> _STATED TASK_: Copy out the listing below, swapping every "keypoint" for "marker" and changing nothing else.

> _SOURCE MATERIAL_:
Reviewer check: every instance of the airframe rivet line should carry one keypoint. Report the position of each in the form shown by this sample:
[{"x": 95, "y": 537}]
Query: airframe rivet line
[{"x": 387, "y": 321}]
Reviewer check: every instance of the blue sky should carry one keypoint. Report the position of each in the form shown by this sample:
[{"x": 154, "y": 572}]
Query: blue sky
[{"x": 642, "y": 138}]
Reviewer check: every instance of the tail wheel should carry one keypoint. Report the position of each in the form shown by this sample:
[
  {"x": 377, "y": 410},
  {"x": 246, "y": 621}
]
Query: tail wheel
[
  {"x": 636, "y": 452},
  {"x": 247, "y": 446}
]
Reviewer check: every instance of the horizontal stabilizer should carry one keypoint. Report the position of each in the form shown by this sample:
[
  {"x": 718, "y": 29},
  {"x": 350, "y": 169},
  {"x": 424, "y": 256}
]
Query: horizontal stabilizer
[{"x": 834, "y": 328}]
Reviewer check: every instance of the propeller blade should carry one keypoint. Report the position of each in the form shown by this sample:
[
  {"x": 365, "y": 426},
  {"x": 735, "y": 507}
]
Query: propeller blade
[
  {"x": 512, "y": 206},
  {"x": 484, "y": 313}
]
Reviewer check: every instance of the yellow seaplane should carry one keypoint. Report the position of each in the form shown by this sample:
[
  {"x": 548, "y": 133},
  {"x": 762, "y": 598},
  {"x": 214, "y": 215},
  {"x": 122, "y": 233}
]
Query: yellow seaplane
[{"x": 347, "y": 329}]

> _EXPECTED ANSWER_:
Reviewer check: every instance of the airframe rivet line should carry one marker. Report the position of each in the form shown by this sample:
[{"x": 95, "y": 537}]
Query: airframe rivet line
[{"x": 387, "y": 321}]
Reviewer check: every instance of the blue sky should carry one marker. Report the position of each in the form shown by this sample:
[{"x": 154, "y": 572}]
Query: blue sky
[{"x": 642, "y": 138}]
Reviewer check: every instance of the tail wheel should carry one marker. Report the position of each in the form shown by this sample:
[
  {"x": 377, "y": 410},
  {"x": 246, "y": 621}
]
Query: tail wheel
[
  {"x": 636, "y": 452},
  {"x": 247, "y": 446}
]
Reviewer check: every instance of the horizontal stabilizer should carry one marker. Report the position of each in the form shown by this sample:
[
  {"x": 718, "y": 29},
  {"x": 350, "y": 169},
  {"x": 424, "y": 256}
]
Query: horizontal stabilizer
[{"x": 834, "y": 328}]
Reviewer check: every instance of the propeller blade should carry one marker. Report the position of each in the form shown by this sample:
[
  {"x": 365, "y": 426},
  {"x": 735, "y": 507}
]
Query: propeller blade
[
  {"x": 512, "y": 206},
  {"x": 484, "y": 313}
]
Reviewer check: every instance of the yellow seaplane should carry one marker. Report the position of each in the form shown by this sample:
[
  {"x": 548, "y": 133},
  {"x": 762, "y": 598},
  {"x": 214, "y": 215},
  {"x": 122, "y": 233}
]
Query: yellow seaplane
[{"x": 347, "y": 329}]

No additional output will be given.